• ACTIVITY:
Retype the text about PEOPLE political support for DC 37 members in full, word for word.

• TEXT:

In recent years, PEOPLE dollars have provided crucial support for important issues affecting DC 37 members.

Shortly after Andrew Cuomo became governor in 2011, there was loud talk in Albany of public pensions cuts. On the heels of the Great Recession after the 2008 economic crisis, Wall Street saw an opportunity to replace the traditional pensions of public employee with private savings accounts throughout the country.

Initially, Cuomo seemed open to the change. But he backed down after an uproar from working families and community groups.
“Our support of PEOPLE is very, very important,” said Michelle Akyempong, who chairs the DC 37 PEOPLE Committee. “I like to call PEOPLE the political arm of the labor movement.”

“By supporting labor-friendly candidates, PEOPLE protects our quality of life and livelihood, as well as our wages, benefits and working conditions,” she said.

Akyempong said that union-backed members of Congress from New York City such as Nydia Velazquez, Hakeem Jeffries and Yvette Clarke consistently support unions.

Velazquez is one of the most outspoken members of the U.S. House of Representatives fighting to create a pathway to citizenship for Dreamers, young people who were brought to the United States as children without documentation.

• INFORMATION SHOWN:

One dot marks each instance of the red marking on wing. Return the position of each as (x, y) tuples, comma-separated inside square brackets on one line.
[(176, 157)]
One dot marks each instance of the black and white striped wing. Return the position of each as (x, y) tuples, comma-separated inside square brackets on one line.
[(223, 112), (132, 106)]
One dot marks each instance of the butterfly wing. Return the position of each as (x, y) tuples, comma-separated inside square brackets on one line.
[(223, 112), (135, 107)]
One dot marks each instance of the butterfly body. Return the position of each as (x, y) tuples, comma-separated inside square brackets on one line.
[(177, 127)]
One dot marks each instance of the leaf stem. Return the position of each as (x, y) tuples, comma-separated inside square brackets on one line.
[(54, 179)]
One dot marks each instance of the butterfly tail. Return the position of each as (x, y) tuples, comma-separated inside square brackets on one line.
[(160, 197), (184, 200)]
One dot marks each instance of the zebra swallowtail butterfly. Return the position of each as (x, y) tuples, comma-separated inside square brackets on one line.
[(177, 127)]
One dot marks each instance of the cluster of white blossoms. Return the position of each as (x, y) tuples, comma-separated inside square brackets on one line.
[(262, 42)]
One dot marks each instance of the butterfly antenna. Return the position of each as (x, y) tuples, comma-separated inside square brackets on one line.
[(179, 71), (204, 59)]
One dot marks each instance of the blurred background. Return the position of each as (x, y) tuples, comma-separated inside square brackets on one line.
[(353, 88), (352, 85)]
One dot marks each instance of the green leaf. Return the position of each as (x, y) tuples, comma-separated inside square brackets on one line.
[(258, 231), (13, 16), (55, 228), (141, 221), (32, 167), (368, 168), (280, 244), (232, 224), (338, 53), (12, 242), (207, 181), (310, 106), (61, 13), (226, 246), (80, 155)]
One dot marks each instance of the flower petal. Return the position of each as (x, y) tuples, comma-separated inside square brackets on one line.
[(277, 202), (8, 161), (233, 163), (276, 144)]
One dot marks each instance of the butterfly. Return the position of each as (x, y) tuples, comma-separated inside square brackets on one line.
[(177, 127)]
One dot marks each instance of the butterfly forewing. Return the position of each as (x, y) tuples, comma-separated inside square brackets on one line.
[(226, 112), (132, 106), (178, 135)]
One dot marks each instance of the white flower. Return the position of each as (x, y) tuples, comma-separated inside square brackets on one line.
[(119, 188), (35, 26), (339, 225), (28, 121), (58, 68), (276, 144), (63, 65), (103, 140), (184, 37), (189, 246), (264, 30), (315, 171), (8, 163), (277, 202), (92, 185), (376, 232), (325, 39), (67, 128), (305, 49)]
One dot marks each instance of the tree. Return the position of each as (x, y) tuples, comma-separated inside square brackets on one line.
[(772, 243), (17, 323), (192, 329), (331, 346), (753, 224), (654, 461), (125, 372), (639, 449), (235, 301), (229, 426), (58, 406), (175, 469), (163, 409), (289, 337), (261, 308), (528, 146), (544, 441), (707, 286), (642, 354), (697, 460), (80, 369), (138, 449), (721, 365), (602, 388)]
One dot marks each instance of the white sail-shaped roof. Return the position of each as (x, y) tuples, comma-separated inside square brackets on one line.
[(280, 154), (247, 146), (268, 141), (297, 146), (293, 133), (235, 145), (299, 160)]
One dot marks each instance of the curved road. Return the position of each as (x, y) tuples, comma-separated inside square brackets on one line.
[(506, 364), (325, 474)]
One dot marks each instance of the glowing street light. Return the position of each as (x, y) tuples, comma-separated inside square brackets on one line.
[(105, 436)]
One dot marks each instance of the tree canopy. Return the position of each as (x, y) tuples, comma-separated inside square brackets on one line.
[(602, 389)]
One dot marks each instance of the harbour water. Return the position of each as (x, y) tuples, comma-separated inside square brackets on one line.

• COMPLETED EXERCISE:
In recent years, PEOPLE dollars have provided crucial support for important issues affecting DC 37 members.

Shortly after Andrew Cuomo became governor in 2011, there was loud talk in Albany of public pensions cuts. On the heels of the Great Recession after the 2008 economic crisis, Wall Street saw an opportunity to replace the traditional pensions of public employee with private savings accounts throughout the country.

Initially, Cuomo seemed open to the change. But he backed down after an uproar from working families and community groups.
“Our support of PEOPLE is very, very important,” said Michelle Akyempong, who chairs the DC 37 PEOPLE Committee. “I like to call PEOPLE the political arm of the labor movement.”

“By supporting labor-friendly candidates, PEOPLE protects our quality of life and livelihood, as well as our wages, benefits and working conditions,” she said.

Akyempong said that union-backed members of Congress from New York City such as Nydia Velazquez, Hakeem Jeffries and Yvette Clarke consistently support unions.

Velazquez is one of the most outspoken members of the U.S. House of Representatives fighting to create a pathway to citizenship for Dreamers, young people who were brought to the United States as children without documentation.